[Collection entries]
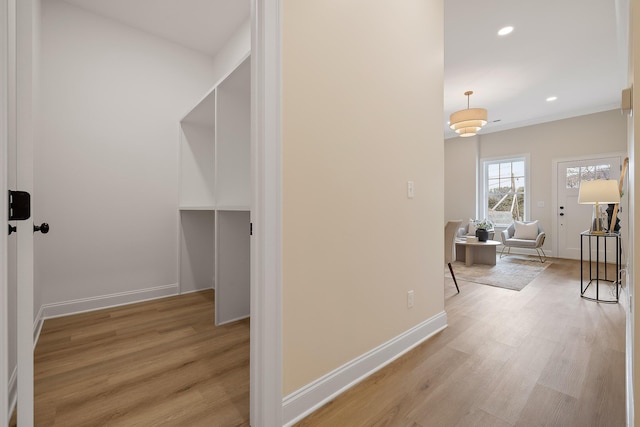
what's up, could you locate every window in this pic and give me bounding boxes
[482,157,527,226]
[566,164,611,188]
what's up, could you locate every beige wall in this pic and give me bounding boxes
[445,110,627,255]
[282,0,444,394]
[445,136,478,221]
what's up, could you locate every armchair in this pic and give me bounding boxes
[500,221,547,263]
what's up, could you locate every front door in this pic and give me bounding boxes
[556,155,621,260]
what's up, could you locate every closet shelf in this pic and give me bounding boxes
[178,205,249,211]
[179,205,216,211]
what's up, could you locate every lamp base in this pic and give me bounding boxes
[590,203,608,235]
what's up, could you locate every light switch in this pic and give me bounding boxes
[407,181,414,199]
[537,201,545,208]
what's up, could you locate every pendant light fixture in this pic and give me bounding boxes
[449,91,488,137]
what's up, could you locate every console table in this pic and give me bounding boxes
[580,231,621,303]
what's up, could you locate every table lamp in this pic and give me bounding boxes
[578,179,621,235]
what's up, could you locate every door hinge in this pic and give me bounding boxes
[8,190,31,221]
[250,222,253,236]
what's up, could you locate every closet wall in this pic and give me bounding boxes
[36,0,249,318]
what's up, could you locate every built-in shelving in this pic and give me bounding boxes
[178,56,250,326]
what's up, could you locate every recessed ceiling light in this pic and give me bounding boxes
[546,96,558,102]
[498,26,514,36]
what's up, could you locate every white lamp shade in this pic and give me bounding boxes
[449,108,488,131]
[578,179,620,204]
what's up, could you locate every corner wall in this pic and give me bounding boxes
[281,0,445,411]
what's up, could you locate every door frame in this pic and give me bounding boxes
[1,0,9,423]
[552,151,626,259]
[250,0,283,426]
[3,1,285,425]
[16,0,37,425]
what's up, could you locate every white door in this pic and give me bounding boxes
[556,156,621,260]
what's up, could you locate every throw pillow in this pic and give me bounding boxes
[467,219,477,236]
[513,220,538,240]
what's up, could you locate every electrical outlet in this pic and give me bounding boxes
[407,290,414,308]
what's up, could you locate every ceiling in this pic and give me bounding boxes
[60,0,628,138]
[445,0,628,138]
[60,0,250,57]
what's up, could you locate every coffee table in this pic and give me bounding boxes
[454,239,501,266]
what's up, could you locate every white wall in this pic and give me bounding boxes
[209,19,250,89]
[445,109,627,256]
[36,1,219,311]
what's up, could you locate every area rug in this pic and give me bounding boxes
[446,256,552,291]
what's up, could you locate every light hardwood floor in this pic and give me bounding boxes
[11,258,625,426]
[296,258,626,426]
[18,290,250,426]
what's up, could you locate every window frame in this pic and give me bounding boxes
[479,154,530,227]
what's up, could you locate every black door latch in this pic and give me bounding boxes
[8,190,31,221]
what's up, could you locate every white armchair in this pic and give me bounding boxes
[500,221,547,262]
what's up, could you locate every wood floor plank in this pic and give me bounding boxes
[406,354,507,426]
[454,408,513,427]
[514,383,578,427]
[536,325,592,398]
[473,325,559,424]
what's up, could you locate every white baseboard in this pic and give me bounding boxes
[217,314,250,326]
[7,366,16,425]
[40,283,179,321]
[33,304,44,348]
[282,311,448,426]
[624,281,634,427]
[178,286,214,296]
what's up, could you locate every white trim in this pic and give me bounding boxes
[176,123,183,295]
[250,1,283,426]
[178,287,214,295]
[625,280,634,427]
[39,284,179,320]
[0,0,8,423]
[16,0,37,423]
[217,314,250,326]
[282,312,448,426]
[479,154,531,226]
[33,304,43,347]
[7,366,15,426]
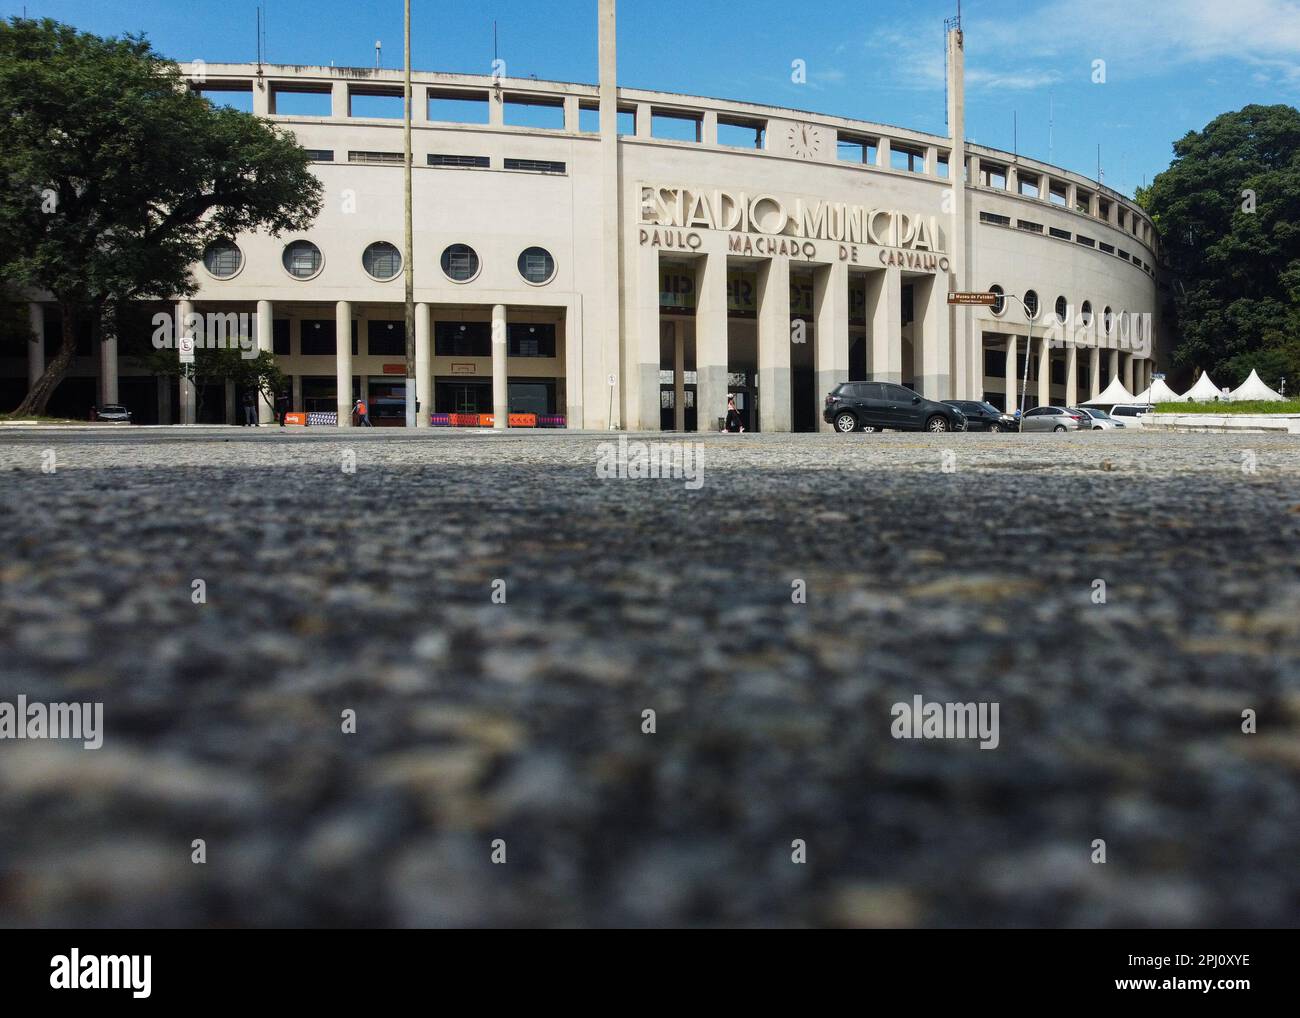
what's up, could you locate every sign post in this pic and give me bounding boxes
[947,291,999,306]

Try it -
Print the records exactly, every one. Leave out the pictures.

Answer for the task -
what's up, could you locate every window in this pic and give me bounding boxes
[482,157,527,226]
[566,164,611,188]
what's up, could you locate every beige wall in this pic and give me bounding boxes
[445,110,627,255]
[282,0,444,394]
[445,136,478,221]
what's up, could you locate every armchair in this pic and give me bounding boxes
[500,221,547,263]
what's up, could you locate every front door in this pic and give me bounding boxes
[556,155,621,260]
what's up, could you locate every closet shelf in this pic and give me bounding boxes
[178,205,249,211]
[179,205,216,211]
what's up, could you locate every lamp base in this pic and give me bounding boxes
[590,203,608,235]
what's up, could you locate every light switch in this pic and give me bounding boxes
[407,181,414,199]
[537,201,545,208]
what's up, could you locate every pendant light fixture in this pic and give me bounding boxes
[449,91,488,137]
what's up, could you locate every console table in this pic and give me bounding boxes
[580,231,621,303]
what's up, could you locate every table lamp in this pic and give me bounding boxes
[578,179,621,235]
what's up, could you locate every door hinge in this pic and give me bounding boxes
[8,190,31,221]
[250,222,253,236]
what's up, could you locate every closet wall in this pic and give me bounding boxes
[36,0,249,318]
what's up, could you locate every built-in shelving in this pic and give me bounding boxes
[178,56,250,326]
what's up, could you locate every recessed ceiling light in this pic and give me bounding boxes
[546,96,558,102]
[498,26,514,36]
what's up, could you locate every white lamp shade in this pic and give me bounding boxes
[449,108,488,131]
[578,179,620,204]
what's up, could you locate every corner wall in this pic and give me bounding boxes
[281,0,445,411]
what's up, could you locate every door frame in this pic and give me bounding boxes
[1,0,9,423]
[552,151,626,259]
[250,0,283,426]
[3,1,285,425]
[16,0,37,425]
what's up, could you locate every white door in this pic and give me bounding boxes
[556,156,621,260]
what's up, could you locate every throw pillow in this pic and give me bounding boxes
[467,219,477,236]
[513,220,538,240]
what's up, could you locate every electrical outlet in this pic and give me bounding boxes
[407,290,414,308]
what's up, could you locate every ceiling in this pic and give me bounding boxes
[60,0,628,138]
[445,0,628,138]
[60,0,250,57]
what's up, could you locate every coffee table in this pic and give me bounding boxes
[454,239,501,266]
what's up, could you locate every white wall in this pic and give me bounding boxes
[209,19,250,89]
[445,109,627,256]
[36,1,219,311]
what's up, could you locate every area rug in this pic and give me bounding boxes
[446,256,552,291]
what's up, could you locate every light hardwood floor in this pic and give me bounding boxes
[11,258,625,426]
[296,258,626,426]
[18,290,250,426]
what's up, could you locate every window frame in this pic and give me bounding boxes
[479,154,530,227]
what's up, could you locate every black door latch in this pic and give me bounding boxes
[8,190,31,221]
what's up, could you locate every white armchair in this pic and give me bounding boxes
[500,221,547,262]
what's up, could you locate every wood floor plank in this pic and give me bounding boxes
[406,354,507,426]
[454,408,513,427]
[514,383,578,427]
[536,325,592,398]
[473,325,559,424]
what's up, could you locate every white baseboard in this pic and give me bounding boxes
[217,314,250,326]
[7,366,16,425]
[40,283,179,321]
[33,304,44,348]
[282,311,448,426]
[624,281,634,427]
[178,286,214,296]
what's up, could you locate every white trim in this pic and give me bounding boxes
[176,123,183,295]
[250,1,283,426]
[178,287,214,295]
[625,280,634,427]
[39,284,179,320]
[0,0,8,423]
[16,0,37,423]
[217,314,250,326]
[282,312,448,426]
[479,154,531,226]
[33,304,43,347]
[7,366,15,426]
what's up, could you locate every sign post in this pic and give me bounding boxes
[947,291,999,306]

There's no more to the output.